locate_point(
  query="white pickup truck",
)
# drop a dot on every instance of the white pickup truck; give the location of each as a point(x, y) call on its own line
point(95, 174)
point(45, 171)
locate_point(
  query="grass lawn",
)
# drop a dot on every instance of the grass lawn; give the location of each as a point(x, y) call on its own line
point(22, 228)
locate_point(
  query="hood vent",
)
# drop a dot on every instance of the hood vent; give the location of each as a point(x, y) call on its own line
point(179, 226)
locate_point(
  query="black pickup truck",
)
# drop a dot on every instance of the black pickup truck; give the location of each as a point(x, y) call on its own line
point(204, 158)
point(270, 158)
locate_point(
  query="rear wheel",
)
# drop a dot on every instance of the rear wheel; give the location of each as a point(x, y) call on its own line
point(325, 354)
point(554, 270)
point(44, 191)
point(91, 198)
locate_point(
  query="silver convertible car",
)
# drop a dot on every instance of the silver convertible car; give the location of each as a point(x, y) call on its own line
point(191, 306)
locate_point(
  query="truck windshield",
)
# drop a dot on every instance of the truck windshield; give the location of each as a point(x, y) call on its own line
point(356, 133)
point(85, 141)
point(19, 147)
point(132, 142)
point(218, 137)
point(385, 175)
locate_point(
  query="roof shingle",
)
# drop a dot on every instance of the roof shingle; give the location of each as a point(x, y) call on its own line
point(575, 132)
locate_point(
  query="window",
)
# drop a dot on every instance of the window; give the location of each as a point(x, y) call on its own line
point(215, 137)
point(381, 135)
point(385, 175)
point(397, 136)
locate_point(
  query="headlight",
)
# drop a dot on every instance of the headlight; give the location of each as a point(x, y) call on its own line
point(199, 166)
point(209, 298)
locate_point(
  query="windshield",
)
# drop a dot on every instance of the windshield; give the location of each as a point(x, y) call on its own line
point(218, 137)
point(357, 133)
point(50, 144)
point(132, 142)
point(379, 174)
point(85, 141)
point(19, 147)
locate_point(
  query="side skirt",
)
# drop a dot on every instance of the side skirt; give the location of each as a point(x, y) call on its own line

----------

(DIRECTIONS FOR THIS TASK): Please rewrite everything from the very first line above down to and including the line containing "point(45, 171)" as a JSON list of strings, one string per line, with blank lines left out.

(CORRECT RESULT):
[
  "locate_point(",
  "  query=\"white pickup truck\",",
  ")",
  "# drop a dot on every instance of the white pickup truck; give the location of each as a point(x, y) call on its own line",
  "point(95, 174)",
  "point(45, 171)"
]